Extrait du document >>
^^^^

La CNIL a mis en demeure plusieurs organismes de se mettre en conformité concernant l’utilisation de Google Analytics, en raison du transfert de données vers les États-Unis sans garanties suffisantes pour les droits des utilisateurs européens. Quelles sont les conséquences pour les organismes ?

Cette foire aux questions ne vise que les décisions de mise en demeure de la CNIL concernant l’utilisation de Google Analytics à la suite de l’invalidation du Privacy Shield.

La déclaration conjointe de la Commission européenne et des États-Unis en mars 2022 concernant une future décision visant à encadrer de manière satisfaisante les flux de données vers les Etats-Unis n’est à ce stade qu’une annonce politique. Le CEPD a publié une déclaration le 6 avril dans laquelle il précise que cette déclaration ne constitue pas un cadre juridique sur lequel les organismes peuvent s’appuyer pour transférer les données vers les États-Unis.

 

Concernant les mises en demeure

En bref, que faut-il retenir des mises en demeure prononcées par la CNIL ?

Le contexte

Le 16 juillet 2020, la Cour de justice de l’Union européenne a rendu un arrêt majeur : le Privacy Shield, qui encadrait les transferts de données entre l’Union européenne et les États-Unis a été invalidé car il n’offrait pas de garanties appropriées face au risque d’accès illicite d’autorités américaines aux données personnelles de résidents européens.

Seule la mise en place de mesures techniques, juridiques et organisationnelles de protection supplémentaires par les organismes pour empêcher de tels accès pourrait, en pratique, permettre de tels transferts.

En août 2020, l’association NOYB a déposé 101 plaintes aux différentes autorités de protection des données européennes concernant des sites web utilisant notamment l’outil d’analyse d’audience Google Analytics, très répandu, dont la société mère est située aux États-Unis.

La décision

Dans la mise en demeure rendue publique le 10 février 2022 concernant un de ces organismes, la CNIL a estimé que :

  • les mesures mises en place par Google ne sont pas suffisantes pour exclure la possibilité d’un accès aux données de résidents européens ;
  • les données d’internautes européens sont donc transférées illégalement par le biais de cet outil.

Pourquoi la mise en demeure mise en ligne a-t-elle été anonymisée ?

L’une des mises en demeure relative à l’utilisation de Google Analytics a été mise en ligne de façon anonymisée sur le site de la CNIL le 16 février 2022.

La décision a été anonymisée car il ne paraissait pas utile de citer le nom d’un éditeur de site en particulier, l’usage de cet outil étant très répandu.

L’objectif est que l’ensemble des responsables de traitement utilisant cet outil se mette en conformité.

Les organismes disposent-ils d’un délai pour se mettre en conformité ?

Les organismes mis en demeure disposent d’un délai d’un mois pour se mettre en conformité et justifier cette conformité auprès de la CNIL. Ce délai d’un mois peut être renouvelé, à la demande des organismes concernés.

Tous les responsables de traitement utilisant Google Analytics d’une façon similaire à ces organismes doivent considérer dès à présent cette utilisation comme illégale au regard du RGPD.

^^^^

Une série d'entrées >>
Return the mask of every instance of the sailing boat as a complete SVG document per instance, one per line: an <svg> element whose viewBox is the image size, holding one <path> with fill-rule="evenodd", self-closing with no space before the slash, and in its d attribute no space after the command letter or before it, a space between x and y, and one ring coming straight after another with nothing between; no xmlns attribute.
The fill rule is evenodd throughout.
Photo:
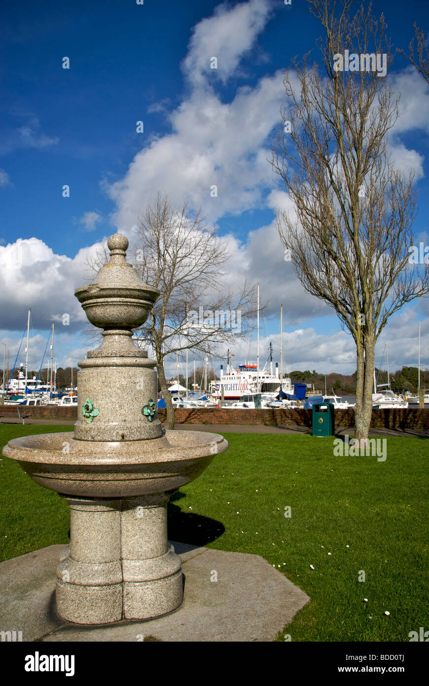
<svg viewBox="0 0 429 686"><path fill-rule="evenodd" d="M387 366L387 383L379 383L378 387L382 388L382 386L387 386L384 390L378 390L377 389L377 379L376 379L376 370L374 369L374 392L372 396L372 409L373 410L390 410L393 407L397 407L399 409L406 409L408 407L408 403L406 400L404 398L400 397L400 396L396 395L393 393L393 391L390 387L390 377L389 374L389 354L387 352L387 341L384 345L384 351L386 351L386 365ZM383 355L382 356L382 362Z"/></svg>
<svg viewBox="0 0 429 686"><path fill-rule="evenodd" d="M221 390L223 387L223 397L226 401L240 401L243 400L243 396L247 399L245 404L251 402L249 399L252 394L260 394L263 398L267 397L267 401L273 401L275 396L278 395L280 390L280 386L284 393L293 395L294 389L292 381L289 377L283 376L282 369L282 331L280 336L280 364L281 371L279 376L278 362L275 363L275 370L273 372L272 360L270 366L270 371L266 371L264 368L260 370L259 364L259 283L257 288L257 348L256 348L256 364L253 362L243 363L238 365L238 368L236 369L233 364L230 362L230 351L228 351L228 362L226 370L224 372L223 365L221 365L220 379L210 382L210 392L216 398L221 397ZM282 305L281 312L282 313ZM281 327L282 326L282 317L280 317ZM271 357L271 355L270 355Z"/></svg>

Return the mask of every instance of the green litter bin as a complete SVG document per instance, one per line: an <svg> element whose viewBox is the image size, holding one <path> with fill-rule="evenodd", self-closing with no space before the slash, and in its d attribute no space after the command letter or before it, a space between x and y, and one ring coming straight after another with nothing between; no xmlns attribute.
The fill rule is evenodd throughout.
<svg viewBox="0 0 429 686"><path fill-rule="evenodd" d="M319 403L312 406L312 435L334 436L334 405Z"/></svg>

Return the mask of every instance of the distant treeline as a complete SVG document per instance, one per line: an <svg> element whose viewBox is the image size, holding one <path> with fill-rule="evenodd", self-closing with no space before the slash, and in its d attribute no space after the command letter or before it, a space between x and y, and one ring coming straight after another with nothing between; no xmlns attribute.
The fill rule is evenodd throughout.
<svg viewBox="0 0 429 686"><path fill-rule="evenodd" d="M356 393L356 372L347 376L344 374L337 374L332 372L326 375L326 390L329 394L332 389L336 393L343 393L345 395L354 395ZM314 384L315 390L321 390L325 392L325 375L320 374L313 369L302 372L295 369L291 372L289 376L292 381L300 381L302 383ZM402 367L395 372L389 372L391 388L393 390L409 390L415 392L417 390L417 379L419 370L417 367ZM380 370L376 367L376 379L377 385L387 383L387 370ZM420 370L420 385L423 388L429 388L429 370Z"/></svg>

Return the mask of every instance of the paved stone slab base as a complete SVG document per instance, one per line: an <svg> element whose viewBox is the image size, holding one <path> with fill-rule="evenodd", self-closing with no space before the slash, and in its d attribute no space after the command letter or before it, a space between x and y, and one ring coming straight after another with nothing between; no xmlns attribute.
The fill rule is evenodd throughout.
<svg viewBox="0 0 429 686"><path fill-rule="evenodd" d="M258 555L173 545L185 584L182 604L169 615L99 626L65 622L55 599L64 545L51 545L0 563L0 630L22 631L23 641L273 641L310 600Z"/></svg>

^^^^

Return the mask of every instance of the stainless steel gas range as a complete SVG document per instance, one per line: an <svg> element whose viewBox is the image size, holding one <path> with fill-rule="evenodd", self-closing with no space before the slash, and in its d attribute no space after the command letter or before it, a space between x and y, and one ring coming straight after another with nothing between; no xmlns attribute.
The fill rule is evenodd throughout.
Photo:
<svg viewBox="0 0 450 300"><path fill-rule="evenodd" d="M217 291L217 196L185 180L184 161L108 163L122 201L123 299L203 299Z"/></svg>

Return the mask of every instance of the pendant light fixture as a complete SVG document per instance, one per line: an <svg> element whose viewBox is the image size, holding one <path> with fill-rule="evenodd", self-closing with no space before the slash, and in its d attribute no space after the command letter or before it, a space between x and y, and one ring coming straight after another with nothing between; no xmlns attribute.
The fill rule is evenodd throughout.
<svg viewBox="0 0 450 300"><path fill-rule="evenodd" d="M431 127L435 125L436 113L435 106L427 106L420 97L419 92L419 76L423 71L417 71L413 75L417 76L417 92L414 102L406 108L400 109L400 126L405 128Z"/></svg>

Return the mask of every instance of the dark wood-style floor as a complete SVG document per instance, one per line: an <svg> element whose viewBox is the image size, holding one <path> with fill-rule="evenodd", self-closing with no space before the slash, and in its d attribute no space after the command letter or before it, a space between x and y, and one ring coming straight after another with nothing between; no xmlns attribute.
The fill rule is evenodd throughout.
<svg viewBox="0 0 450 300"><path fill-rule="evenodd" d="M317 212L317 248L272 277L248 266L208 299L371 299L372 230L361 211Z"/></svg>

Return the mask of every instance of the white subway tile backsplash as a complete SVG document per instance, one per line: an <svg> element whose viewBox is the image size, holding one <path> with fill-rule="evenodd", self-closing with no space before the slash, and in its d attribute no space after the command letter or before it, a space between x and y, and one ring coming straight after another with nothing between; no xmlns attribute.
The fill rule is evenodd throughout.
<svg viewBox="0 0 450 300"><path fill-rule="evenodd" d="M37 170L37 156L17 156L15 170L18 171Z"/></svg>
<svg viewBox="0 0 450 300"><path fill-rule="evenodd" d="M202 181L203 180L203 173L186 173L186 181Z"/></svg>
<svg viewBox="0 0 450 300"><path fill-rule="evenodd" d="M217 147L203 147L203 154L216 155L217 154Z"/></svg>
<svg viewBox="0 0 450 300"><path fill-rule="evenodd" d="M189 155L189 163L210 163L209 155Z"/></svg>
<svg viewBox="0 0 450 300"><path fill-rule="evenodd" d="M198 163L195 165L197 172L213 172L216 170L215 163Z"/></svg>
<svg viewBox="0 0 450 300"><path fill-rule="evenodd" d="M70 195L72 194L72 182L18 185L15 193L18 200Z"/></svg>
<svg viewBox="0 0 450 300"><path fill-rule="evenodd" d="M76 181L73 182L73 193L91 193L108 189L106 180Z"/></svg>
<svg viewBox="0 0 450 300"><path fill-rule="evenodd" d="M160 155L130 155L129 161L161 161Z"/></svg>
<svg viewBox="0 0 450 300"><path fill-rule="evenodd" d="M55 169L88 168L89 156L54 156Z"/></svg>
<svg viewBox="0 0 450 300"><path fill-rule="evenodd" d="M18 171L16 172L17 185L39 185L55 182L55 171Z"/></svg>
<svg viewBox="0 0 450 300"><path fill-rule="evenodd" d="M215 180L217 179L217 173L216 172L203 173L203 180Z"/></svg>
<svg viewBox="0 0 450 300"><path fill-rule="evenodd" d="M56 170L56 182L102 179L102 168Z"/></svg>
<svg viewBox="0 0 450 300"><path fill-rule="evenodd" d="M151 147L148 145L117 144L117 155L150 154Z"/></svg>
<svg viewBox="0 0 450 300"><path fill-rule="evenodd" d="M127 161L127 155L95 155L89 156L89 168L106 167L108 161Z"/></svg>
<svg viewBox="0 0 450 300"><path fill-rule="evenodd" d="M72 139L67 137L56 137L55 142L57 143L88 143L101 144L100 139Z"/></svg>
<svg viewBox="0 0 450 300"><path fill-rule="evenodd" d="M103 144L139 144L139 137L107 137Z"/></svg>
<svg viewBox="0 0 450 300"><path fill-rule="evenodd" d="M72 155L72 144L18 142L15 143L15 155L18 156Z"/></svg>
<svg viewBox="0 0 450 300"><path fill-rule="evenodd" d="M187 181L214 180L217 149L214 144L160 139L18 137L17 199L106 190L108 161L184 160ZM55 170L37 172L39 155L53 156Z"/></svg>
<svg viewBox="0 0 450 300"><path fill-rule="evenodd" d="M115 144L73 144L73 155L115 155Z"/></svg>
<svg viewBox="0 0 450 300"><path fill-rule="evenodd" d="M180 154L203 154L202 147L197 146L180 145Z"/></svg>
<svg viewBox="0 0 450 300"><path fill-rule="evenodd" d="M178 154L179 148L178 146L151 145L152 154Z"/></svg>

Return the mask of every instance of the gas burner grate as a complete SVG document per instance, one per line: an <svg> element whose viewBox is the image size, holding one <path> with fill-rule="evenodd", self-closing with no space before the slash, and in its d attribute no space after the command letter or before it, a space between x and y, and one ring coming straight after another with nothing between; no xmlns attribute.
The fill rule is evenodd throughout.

^^^^

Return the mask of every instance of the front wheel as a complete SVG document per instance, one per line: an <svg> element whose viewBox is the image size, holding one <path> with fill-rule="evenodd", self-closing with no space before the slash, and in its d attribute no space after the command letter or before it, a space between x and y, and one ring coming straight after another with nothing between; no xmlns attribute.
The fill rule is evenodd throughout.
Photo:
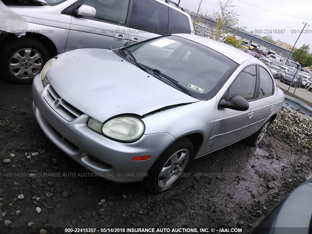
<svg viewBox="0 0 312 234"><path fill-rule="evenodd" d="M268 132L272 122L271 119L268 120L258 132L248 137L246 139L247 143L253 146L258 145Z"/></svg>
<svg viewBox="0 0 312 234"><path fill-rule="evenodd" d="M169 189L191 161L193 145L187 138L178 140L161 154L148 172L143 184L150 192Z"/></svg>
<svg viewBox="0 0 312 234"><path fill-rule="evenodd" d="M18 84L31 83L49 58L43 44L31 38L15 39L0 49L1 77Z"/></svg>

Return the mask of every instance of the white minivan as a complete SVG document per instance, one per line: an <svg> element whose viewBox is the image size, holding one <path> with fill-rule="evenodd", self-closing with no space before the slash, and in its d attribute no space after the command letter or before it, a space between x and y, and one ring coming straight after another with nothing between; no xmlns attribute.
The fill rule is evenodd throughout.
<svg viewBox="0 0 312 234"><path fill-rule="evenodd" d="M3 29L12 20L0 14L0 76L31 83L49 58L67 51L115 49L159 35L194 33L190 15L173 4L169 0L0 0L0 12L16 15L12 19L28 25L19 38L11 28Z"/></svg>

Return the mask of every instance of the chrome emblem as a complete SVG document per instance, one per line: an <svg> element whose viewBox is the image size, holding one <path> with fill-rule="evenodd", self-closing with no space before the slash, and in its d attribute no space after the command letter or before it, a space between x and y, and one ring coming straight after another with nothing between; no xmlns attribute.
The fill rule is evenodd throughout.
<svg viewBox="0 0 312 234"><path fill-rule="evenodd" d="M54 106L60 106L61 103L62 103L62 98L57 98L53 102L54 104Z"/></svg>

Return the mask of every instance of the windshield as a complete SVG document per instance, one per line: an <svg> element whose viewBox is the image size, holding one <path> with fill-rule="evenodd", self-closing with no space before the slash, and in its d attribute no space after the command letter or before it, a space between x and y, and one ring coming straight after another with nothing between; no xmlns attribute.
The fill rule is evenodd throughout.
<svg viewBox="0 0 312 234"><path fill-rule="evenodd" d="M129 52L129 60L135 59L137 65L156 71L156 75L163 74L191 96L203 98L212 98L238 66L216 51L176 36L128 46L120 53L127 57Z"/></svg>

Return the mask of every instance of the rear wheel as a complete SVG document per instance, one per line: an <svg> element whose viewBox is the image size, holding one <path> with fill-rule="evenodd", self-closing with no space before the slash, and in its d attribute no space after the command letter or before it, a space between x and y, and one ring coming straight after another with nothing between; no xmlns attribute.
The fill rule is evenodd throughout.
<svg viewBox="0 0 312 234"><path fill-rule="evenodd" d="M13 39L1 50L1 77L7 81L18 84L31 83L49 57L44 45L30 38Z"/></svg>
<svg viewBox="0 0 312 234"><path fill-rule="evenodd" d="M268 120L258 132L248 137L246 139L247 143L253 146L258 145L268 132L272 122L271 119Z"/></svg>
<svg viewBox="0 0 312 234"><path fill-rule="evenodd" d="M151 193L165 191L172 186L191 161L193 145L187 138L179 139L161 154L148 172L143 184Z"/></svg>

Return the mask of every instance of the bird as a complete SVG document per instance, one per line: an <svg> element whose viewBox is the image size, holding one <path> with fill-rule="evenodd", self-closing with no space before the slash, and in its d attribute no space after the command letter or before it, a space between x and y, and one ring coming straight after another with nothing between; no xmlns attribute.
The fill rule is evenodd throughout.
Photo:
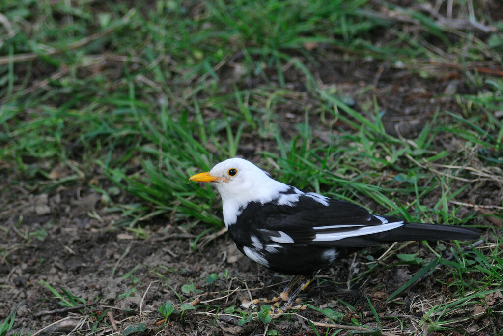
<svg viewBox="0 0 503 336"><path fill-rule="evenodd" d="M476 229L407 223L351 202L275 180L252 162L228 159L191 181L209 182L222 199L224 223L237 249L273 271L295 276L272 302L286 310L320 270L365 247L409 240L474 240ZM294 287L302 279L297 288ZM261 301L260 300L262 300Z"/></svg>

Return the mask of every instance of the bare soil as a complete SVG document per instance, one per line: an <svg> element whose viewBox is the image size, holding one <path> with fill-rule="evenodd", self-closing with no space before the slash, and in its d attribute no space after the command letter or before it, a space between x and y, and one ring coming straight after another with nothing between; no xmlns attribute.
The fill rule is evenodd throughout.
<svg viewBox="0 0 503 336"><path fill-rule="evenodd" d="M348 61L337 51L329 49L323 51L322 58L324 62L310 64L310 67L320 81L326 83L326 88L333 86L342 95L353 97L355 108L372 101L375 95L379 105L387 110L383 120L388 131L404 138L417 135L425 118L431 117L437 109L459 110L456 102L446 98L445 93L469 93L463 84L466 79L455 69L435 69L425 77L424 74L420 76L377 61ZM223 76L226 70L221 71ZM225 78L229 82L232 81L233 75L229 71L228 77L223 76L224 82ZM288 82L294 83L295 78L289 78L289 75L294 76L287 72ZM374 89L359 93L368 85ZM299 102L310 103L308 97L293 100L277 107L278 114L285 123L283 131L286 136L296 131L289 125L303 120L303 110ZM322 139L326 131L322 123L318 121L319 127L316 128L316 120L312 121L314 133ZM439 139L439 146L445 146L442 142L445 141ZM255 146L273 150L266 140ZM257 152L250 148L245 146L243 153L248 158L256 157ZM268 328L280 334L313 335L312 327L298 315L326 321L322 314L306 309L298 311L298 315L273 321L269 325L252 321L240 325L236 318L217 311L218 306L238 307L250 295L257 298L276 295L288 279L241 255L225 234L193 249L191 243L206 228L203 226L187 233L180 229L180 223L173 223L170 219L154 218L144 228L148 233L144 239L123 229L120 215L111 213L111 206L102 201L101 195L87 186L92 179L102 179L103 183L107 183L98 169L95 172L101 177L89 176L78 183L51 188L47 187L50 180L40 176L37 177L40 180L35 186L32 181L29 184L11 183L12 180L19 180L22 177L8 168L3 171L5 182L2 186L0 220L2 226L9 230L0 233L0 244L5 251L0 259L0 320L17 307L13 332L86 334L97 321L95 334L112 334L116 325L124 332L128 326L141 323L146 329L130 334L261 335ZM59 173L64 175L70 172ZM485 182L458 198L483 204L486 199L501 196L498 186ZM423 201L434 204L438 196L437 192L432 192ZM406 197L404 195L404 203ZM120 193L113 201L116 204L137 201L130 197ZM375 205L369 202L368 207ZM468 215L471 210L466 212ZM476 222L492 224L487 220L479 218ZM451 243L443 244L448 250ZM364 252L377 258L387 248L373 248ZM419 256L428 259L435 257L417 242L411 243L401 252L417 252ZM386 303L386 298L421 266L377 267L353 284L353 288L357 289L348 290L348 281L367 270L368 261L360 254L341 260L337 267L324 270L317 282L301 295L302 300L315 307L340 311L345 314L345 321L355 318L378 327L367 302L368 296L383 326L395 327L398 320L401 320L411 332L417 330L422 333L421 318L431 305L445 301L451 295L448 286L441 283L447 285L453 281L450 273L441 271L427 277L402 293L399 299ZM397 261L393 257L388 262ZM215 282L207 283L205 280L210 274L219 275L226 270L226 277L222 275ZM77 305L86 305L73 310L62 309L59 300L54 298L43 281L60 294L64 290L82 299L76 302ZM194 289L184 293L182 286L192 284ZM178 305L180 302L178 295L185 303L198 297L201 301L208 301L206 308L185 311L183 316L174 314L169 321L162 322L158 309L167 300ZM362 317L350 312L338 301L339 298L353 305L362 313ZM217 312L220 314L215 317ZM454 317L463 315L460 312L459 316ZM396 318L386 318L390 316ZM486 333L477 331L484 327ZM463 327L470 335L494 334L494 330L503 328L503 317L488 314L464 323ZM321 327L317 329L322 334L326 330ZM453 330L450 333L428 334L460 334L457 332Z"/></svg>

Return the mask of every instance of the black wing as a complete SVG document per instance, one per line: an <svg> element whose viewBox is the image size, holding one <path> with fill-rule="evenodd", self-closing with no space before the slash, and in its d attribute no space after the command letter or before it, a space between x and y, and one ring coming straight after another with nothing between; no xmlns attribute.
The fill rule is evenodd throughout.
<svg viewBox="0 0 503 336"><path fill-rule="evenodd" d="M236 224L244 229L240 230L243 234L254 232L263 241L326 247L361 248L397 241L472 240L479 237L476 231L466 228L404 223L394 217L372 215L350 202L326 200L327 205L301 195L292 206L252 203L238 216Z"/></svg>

^^^^

Consigne >> Prolongez l'extrait sur les mises en demeure de la CNIL visant Google Analytics en reprenant juste après sa dernière phrase.

Réponse finale >>
Ils doivent donc se tourner vers un prestataire proposant des garanties suffisantes de conformité.

Cette interprétation des conséquences de l’arrêt « Schrems II » par la CNIL est-elle partagée au niveau européen ?

Afin d’harmoniser les décisions et d’offrir de la sécurité juridique aux acteurs, les autorités européennes saisies de plaintes par l’association NOYB (none of your business en anglais) sur le sujet des transferts par Google Analytics se sont organisées en groupe de travail pour examiner ensemble les questions juridiques soulevées dans ces dossiers et coordonner leurs positions et décisions.

La décision de la CNIL n’est ainsi pas la première au niveau européen : un mois avant la CNIL, l’autorité de la protection des données autrichienne a rendu en janvier une première décision qui va dans le même sens que celle de l’autorité française.

Pourquoi l’ensemble des plaintes déposées par l’association noyb n’ont pas été traitées en même temps ?

Toutes les plaintes déposées par l’association NOYB dont a été saisie la CNIL ont fait l’objet d’une instruction coordonnée : cependant, les situations ont été examinées au cas par cas et en fonction des réponses apportées par les organismes.

Tous les organismes en France dont l’utilisation de Google Analytics était visée par les plaintes de noyb ont désormais fait l’objet de mises en demeure.

Concernant l’utilisation de l’outil Google Analytics

Des clauses contractuelles types et des garanties supplémentaires peuvent-elles permettre d’utiliser Google Analytics ?

Les organismes mis en demeure avaient établi avec Google des clauses contractuelles types, que Google propose par défaut aux utilisateurs de cette solution. Ces clauses contractuelles types ne peuvent, à elles seules, assurer un niveau de protection suffisant en cas de demande d’accès d’autorités étrangères, notamment si cet accès est prévue par des lois locales.

Dans sa réponse aux demandes de la CNIL, Google avait indiqué avoir mis en place des mesures supplémentaires d’ordre juridique, organisationnel et technique, qui ont cependant été jugées insuffisantes pour assurer la protection effective des données personnelles transférées, en particulier contre des demandes d’accès aux données par des services de renseignement états-uniens.

Est-il possible de paramétrer l’outil Google Analytics de façon à ne pas transférer de données personnelles hors de l’Union européenne ?

Non.

En réponse au questionnaire envoyé par la CNIL, Google a indiqué que l’ensemble des données collectées par le biais de Google Analytics était hébergé aux États-Unis.

Même en l’absence de transfert, le recours à des solutions proposées par des sociétés soumises à des juridictions extra-européennes est susceptible de poser des difficultés en matière d’accès aux données. En effet, les organismes peuvent être obligés par des autorités de pays tiers de divulguer des données personnelles hébergées sur des serveurs situés dans l’Union européenne.

L’article 48 du RGPD limite ces divulgations aux seuls cas où le pays tiers demandeur et l’Union européenne ou l’État membre concerné sont parties d’un accord international prévoyant de telles communications.

Est-il possible de faire en sorte de paramétrer Google Analytics afin de ne transférer vers les États-Unis que des données anonymes ?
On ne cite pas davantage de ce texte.